**WHAT YOU SHOULD DO**: Everything from the line containing "[locate] the light purple" through the end of the entries should be output exactly; nothing before it is wanted.
──────── EXTRACTED MATERIAL
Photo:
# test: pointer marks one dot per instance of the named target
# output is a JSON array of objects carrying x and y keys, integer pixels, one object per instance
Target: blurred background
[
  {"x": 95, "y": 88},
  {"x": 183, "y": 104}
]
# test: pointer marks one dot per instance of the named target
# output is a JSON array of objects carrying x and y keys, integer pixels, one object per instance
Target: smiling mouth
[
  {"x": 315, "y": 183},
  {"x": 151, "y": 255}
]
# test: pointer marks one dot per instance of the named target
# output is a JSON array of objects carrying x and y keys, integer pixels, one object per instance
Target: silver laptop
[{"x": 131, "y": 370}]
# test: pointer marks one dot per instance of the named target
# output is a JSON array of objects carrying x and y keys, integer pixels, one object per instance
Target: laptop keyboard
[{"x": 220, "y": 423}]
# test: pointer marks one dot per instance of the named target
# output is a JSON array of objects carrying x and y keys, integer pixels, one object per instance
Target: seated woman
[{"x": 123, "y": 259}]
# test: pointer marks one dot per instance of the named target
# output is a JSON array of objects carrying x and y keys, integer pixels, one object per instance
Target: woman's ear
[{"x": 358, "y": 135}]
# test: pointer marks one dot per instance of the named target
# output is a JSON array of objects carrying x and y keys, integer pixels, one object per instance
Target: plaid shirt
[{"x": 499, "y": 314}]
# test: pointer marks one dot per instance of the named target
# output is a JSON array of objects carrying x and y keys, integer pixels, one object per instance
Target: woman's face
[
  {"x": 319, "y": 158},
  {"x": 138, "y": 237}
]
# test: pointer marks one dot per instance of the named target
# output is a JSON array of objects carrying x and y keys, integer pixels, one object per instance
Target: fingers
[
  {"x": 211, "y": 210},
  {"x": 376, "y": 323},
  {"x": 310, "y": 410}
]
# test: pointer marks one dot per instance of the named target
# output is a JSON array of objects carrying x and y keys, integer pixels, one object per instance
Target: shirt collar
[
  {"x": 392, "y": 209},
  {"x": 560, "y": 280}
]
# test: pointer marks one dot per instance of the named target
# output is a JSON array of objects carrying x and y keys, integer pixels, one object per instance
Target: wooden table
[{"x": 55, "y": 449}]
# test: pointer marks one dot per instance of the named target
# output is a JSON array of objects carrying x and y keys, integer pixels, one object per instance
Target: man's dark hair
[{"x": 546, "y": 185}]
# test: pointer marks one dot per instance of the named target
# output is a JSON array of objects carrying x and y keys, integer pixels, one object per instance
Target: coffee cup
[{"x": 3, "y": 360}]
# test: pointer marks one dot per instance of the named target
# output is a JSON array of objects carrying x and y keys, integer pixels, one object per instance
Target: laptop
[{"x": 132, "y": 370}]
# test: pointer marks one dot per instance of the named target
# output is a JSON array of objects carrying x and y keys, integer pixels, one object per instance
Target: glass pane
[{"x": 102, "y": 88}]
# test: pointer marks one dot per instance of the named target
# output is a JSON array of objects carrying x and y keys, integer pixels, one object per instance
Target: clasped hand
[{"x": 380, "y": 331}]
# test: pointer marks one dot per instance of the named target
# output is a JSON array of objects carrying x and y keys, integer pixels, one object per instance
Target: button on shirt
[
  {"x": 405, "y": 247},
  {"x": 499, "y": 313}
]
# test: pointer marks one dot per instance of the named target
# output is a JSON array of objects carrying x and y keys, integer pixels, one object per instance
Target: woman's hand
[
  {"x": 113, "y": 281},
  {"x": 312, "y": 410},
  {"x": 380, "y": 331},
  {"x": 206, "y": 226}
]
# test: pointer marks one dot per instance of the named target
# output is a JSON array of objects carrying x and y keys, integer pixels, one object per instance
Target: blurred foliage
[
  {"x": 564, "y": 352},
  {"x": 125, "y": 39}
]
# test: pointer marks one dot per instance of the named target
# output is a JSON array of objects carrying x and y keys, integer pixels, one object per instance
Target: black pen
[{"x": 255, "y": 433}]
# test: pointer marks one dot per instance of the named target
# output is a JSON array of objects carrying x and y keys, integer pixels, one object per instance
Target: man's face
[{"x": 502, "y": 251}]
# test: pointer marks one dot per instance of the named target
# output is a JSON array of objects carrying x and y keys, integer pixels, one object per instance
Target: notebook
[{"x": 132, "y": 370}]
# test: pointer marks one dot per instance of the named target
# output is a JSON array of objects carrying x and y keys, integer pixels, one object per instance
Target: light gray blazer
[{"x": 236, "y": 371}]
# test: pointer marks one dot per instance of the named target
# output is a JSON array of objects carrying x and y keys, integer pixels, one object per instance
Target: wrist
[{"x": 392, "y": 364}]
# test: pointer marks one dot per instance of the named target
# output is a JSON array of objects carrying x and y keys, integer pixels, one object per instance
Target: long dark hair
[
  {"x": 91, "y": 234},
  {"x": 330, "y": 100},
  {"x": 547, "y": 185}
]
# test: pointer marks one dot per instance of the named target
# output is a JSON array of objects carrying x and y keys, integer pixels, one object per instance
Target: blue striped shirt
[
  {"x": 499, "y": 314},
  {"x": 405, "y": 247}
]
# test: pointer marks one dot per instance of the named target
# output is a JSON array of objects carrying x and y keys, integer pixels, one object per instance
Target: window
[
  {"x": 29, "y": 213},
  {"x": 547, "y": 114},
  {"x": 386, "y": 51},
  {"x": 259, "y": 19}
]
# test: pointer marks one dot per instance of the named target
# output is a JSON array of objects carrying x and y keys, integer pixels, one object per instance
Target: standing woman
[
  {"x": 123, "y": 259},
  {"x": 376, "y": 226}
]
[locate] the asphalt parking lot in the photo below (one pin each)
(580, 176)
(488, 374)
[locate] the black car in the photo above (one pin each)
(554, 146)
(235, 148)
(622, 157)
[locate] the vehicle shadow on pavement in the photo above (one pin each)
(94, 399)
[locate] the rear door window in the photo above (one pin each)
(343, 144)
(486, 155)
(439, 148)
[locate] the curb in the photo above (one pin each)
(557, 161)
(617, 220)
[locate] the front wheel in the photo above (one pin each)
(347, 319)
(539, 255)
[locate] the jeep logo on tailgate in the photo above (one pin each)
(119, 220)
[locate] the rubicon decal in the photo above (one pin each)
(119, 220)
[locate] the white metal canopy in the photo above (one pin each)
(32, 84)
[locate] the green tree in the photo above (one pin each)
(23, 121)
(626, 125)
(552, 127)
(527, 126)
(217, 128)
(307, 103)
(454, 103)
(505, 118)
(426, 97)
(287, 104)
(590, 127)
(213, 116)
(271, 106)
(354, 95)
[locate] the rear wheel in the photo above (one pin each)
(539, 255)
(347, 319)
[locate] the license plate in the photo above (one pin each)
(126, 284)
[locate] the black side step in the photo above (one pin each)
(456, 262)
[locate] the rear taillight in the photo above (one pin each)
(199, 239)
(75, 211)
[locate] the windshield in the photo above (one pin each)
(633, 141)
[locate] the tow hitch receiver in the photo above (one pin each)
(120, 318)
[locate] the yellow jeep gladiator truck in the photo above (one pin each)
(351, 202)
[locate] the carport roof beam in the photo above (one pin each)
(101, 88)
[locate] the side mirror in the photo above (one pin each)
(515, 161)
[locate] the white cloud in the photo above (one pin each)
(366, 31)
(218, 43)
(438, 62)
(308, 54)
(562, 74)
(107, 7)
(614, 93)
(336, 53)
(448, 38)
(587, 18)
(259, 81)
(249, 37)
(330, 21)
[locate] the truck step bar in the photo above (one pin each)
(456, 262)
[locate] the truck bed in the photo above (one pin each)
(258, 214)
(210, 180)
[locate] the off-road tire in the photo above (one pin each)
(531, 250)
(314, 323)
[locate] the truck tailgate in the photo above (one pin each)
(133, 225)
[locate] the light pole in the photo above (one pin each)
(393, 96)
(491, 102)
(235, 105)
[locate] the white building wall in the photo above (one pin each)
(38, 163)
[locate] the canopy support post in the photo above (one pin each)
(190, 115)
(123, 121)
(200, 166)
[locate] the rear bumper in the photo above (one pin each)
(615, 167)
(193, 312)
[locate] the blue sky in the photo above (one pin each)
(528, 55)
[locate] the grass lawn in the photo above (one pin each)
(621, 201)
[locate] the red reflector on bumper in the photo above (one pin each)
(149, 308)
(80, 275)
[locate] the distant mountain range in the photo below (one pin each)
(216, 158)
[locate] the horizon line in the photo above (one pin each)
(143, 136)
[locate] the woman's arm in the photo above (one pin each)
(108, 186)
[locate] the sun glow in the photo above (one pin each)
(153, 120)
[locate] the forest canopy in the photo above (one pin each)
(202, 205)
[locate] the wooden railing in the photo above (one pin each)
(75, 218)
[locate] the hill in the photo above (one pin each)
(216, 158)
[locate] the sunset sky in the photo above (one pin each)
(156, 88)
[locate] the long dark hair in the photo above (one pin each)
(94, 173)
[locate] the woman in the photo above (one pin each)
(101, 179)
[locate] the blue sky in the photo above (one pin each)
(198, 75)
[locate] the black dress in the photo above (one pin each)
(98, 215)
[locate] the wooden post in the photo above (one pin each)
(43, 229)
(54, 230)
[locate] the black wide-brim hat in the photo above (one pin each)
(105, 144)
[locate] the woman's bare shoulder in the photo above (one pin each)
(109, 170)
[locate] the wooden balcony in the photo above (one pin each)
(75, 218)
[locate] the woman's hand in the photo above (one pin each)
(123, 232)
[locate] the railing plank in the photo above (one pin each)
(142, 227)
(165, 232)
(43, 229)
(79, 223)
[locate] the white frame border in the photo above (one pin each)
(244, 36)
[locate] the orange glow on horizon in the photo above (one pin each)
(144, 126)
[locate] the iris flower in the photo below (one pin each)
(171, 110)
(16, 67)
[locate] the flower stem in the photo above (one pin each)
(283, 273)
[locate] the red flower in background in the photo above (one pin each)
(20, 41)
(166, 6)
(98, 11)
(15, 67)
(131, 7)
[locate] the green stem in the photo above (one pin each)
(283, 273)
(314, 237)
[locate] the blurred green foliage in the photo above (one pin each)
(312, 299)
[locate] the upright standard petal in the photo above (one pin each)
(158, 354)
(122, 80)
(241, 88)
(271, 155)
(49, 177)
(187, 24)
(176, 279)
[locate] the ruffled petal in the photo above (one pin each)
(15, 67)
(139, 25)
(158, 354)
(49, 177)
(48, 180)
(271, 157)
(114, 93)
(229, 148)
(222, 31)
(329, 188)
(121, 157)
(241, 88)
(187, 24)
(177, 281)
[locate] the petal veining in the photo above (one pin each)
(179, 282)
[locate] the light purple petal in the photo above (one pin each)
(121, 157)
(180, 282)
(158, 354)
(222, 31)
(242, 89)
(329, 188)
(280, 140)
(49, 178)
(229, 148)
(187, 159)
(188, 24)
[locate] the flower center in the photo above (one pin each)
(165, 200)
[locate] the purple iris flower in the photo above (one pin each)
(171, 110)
────────────────
**RESPONSE BOX**:
[locate] the light purple petal in the photo above (one pin each)
(121, 157)
(180, 282)
(158, 354)
(222, 31)
(242, 89)
(329, 188)
(280, 140)
(49, 178)
(229, 148)
(187, 159)
(188, 24)
[locate] the flower center in the photo above (one pin each)
(165, 200)
[locate] the purple iris flower in the photo above (one pin each)
(171, 110)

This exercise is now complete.